**Wybrany tekst**
Stokarz czyta rynek #8 – Strategia pod przyszłoroczny Bitcoin Halving

Interesujesz się kryptowalutami na co dzień, traktujesz je jako hobby, a może patrzysz z pobłażaniem na BitMEXowych spekulantów? Nie ma to dziś znaczenia. Rok 2020 będzie dla nas wszystkich szczególny. Wchodzimy w nową dekadę, a w maju czeka nas halving na Bitcoinie.

Czym dokładnie jest halving? Niestety, bitcoiny, odmiennie od dzieci przynoszonych przez bociany w dziobach, wymagają włożenia solidnej pracy do ich kreacji. Podstawą architektury sieci Bitcoina jest twór, o którym mogliście już kiedyś słyszeć – blockchain. Wszelkie transakcje i operacje na sieci Bitcoin są, już na zawsze, zapisywane w publicznej sieci, globalnym zbiorze danych. Nowe transakcje zawierane są, naturalnie, w nowych blokach. Aby zabezpieczyć sieć mocą obliczeniową, tzw. górnicy kryptowalut, posiadają potężną inicjatywę, mającą na celu zachęcić ich do obsługi sieci: bitcoiny. Każdy nowy blok to 12.5 BTC, statystycznie czekających na tego, kto posiada największą moc obliczeniową. Setki tysięcy wyspecjalizowanych układów komputerowych, nazywanych w skrócie ASICs, stara się rozwiązać zagadkę kryptograficzną, aby być pierwszym do zgarnięcia bitcoinów spoczywających w nowopowstałych blokach.

Tworząc Bitcoina, Satoshi Nakamoto wpadł na genialny pomysł. Wbudował w główny protokół politykę monetarną nowego systemu finansowego, jakim stać miał się Bitcoin, gdyby projekt wypalił. Z uwagi na rosnącą liczbę chętnych do kopania kryptowalut, co 210 tys. bloków, czyli przeliczając z komputerowego na nasz czas, średnio co 4 lata dochodzi do zaprogramowanego halvingu – redukcji ilości bitcoinów w nowym bloku.

W obecnej chwili, co każdy nowy blok (których średnio wydobytych zostaje 144 w ciągu doby) górnicy rywalizują między sobą o 12.5 BTC. Dotychczas, wydobytych zostało już ponad 85% wszystkich bitcoinów jakie kiedykolwiek będą istnieć (prawie 18 milionów, przy czym maksymalna liczba BTC w obiegu to 21 milionów), ustalając inflacje roczną na poziomie 3.73%.

Majowy Halving 2020 roku zmieni drastycznie górniczy biznes. Światowy rajd po nowe bitcoiny stanie się jeszcze trudniejszy, gdyż na stole nagród czekać będzie już tylko 6.5 BTC (inflacja roczna wynosząca ok. 1.80%). 

Wyścig po cyfrowe złoto

Rajd po cyfrowe złoto jeszcze nas wszystkich zaskoczy!

(Zapisane pozycje)
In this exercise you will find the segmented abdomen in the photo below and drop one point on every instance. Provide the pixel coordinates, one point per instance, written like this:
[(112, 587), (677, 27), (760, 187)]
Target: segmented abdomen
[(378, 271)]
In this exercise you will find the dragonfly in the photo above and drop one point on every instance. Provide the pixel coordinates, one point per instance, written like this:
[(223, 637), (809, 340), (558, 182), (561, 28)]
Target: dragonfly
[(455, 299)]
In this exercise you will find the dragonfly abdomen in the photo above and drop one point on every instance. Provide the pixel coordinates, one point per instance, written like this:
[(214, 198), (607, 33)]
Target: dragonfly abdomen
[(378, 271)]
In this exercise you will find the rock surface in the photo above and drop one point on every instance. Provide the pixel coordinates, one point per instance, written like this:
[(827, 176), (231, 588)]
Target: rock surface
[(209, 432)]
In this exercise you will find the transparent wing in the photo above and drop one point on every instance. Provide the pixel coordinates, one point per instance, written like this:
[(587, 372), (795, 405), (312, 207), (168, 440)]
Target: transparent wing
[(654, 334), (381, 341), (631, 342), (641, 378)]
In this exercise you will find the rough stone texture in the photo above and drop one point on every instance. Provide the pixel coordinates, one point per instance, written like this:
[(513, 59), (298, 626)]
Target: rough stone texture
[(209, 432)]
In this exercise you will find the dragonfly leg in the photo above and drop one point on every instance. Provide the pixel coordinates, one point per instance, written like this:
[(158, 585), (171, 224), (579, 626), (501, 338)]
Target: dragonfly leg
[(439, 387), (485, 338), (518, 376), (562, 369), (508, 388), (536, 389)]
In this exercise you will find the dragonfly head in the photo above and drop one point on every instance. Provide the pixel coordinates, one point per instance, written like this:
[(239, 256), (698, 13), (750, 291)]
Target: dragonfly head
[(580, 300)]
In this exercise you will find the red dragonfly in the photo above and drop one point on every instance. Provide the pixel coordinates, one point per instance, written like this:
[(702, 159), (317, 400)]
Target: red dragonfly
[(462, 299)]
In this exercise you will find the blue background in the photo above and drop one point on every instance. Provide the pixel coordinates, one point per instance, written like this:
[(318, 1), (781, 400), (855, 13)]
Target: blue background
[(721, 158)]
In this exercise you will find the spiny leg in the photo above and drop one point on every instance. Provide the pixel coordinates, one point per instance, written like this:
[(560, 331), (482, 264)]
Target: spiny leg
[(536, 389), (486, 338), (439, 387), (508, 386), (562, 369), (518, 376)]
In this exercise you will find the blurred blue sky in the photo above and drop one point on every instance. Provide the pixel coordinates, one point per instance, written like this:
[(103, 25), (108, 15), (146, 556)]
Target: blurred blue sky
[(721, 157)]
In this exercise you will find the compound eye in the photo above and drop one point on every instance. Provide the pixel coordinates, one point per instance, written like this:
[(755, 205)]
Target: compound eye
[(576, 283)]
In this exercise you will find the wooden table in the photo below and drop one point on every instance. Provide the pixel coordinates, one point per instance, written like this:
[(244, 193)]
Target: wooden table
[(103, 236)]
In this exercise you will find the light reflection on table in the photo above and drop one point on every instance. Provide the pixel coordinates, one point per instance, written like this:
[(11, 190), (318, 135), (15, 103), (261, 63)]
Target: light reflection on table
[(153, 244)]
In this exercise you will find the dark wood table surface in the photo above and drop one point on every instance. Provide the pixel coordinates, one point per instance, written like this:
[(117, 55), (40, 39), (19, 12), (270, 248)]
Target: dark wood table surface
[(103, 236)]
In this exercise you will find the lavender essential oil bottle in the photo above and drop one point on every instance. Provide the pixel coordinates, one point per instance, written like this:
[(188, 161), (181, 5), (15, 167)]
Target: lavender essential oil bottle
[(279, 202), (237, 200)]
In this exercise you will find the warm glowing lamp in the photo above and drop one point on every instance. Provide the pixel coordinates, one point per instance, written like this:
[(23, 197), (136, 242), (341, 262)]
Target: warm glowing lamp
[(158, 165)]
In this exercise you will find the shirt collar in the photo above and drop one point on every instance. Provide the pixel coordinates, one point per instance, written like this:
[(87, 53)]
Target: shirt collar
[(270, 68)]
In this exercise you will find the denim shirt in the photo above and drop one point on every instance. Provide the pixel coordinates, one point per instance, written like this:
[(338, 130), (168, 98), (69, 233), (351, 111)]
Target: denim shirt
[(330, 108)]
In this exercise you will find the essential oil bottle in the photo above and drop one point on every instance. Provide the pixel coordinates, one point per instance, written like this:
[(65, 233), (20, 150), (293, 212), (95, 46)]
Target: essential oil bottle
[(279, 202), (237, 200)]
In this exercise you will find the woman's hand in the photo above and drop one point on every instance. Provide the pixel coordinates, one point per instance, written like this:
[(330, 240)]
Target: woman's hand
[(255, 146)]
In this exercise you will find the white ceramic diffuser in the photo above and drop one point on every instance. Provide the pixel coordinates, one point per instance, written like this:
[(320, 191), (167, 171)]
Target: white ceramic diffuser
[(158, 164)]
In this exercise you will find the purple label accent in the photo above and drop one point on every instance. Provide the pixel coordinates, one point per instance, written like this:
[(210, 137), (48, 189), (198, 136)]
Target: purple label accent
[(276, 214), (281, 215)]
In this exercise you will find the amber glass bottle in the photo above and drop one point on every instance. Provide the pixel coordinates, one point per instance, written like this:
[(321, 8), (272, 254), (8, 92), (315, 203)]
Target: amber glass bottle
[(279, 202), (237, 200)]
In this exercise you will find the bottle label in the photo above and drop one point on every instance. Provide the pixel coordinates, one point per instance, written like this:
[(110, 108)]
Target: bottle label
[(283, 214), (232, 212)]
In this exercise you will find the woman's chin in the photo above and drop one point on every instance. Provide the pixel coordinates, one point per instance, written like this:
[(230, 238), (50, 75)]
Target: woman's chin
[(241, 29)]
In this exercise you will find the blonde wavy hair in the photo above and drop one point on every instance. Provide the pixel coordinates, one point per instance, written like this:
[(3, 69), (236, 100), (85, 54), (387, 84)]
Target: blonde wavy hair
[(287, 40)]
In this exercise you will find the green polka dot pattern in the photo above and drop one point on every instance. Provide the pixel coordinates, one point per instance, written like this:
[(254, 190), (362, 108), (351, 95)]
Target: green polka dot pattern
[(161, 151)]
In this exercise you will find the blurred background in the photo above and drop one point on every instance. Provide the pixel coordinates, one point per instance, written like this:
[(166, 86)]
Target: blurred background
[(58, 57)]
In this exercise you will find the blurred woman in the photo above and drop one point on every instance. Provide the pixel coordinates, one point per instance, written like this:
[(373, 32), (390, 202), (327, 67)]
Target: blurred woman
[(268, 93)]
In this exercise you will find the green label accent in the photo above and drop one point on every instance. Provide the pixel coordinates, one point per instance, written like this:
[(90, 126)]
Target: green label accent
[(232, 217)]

**Polecenie 1**
Jak często według tekstu o halvingu Bitcoina dochodzi do halvingu?
**Polecenie 2**
Zredaguj fragment tekstu o halvingu Bitcoina od słów „Majowy Halving 2020” aż do słów „nas wszystkich zaskoczy!” włącznie i zamień w nim „cyfrowe złoto” na „wirtualne złoto”.
**Polecenie 3**
Podejmij tekst o halvingu Bitcoina i napisz jego dalszy ciąg, zaczynając po ostatnim zdaniu.
Pozycje stanowią materiał odrębny od tekstu.

**Odpowiedź końcowa 1**
Co 210 tys. bloków, czyli średnio co 4 lata.

**Odpowiedź końcowa 2**
Majowy Halving 2020 roku zmieni drastycznie górniczy biznes. Światowy rajd po nowe bitcoiny stanie się jeszcze trudniejszy, gdyż na stole nagród czekać będzie już tylko 6.5 BTC (inflacja roczna wynosząca ok. 1.80%). 

Wyścig po wirtualne złoto

Rajd po wirtualne złoto jeszcze nas wszystkich zaskoczy!

**Odpowiedź końcowa 3**
Nie dziwi więc fakt, że w oczekiwaniu na nadchodzące wydarzenia, całkowita moc obliczeniowa sieci wzrosła do najwyższego poziomu w dziesięcioletniej historii najstarszej kryptowaluty. Kiedy do zgarnięcia jest nowy blok, górnicy kryptowalut, przy pomocy swoich maszyn, generują hashe mogące być odpowiednim kandydatem na rozwiązanie zagadki kryptograficznej (hash wygenerowany przez maszyny górnicze musi odpowiadać hashowi bloku – cała zabawa polega na tym, że nie ma innego sposobu na odkrycie go, niż zgadywanie). Hashrate sieci, czyli liczba operacji hashujących na sekundę, przebił granicę 100 TH/s. Co to oznacza?

Hashrate sieci Bitcoin osiągnął ATH!

Że w każdej pojedynczej sekundzie, komputery górnicze rozsiane po całej Ziemi, podejmują sto biliardów prób na odkrycie zagadki Bitcoina. W tej chwili, co około 10-15 minut (czas wydobycia nowego bloku), z puli nagród do zdobycia jest ponad 120 tys. USD: 18 milionów USD dziennie.

Do Halvingu Bitcoina pozostało zaledwie 238 dni.

Całe te rozważania kierowały nas do jednego pytania. Wiedząc, że w 15 maja 2020 roku, nagroda z bloku Bitcoina zredukowana zostanie o połowe, co stanie się wtedy z ceną? Ile będziemy musieli zapłacić za jednego Bitcoina?

Czas rozpocząć wyścig po cyfrowe złoto. Jeżeli dalej chcesz być w tej grze, najwyższa pora się do niej przygotować.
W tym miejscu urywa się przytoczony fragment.